* **Exercise**
Provide the records once more, identical to the original.

— start —

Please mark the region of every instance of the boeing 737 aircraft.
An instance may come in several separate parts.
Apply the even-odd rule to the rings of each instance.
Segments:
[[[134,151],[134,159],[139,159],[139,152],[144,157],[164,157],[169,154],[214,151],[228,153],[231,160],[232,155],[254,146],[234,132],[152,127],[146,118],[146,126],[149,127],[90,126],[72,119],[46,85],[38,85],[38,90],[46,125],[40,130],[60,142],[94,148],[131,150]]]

— end —

* **Written response**
Please mark the region of every instance of the boeing 737 aircraft.
An instance may come in several separate parts.
Apply the even-odd rule to the rings of each instance.
Segments:
[[[134,151],[134,159],[139,159],[139,152],[144,157],[164,157],[169,154],[214,151],[228,153],[231,160],[232,155],[254,146],[234,132],[152,127],[146,118],[146,126],[149,127],[90,126],[72,119],[46,85],[38,85],[38,90],[46,125],[40,130],[60,142],[94,148],[131,150]]]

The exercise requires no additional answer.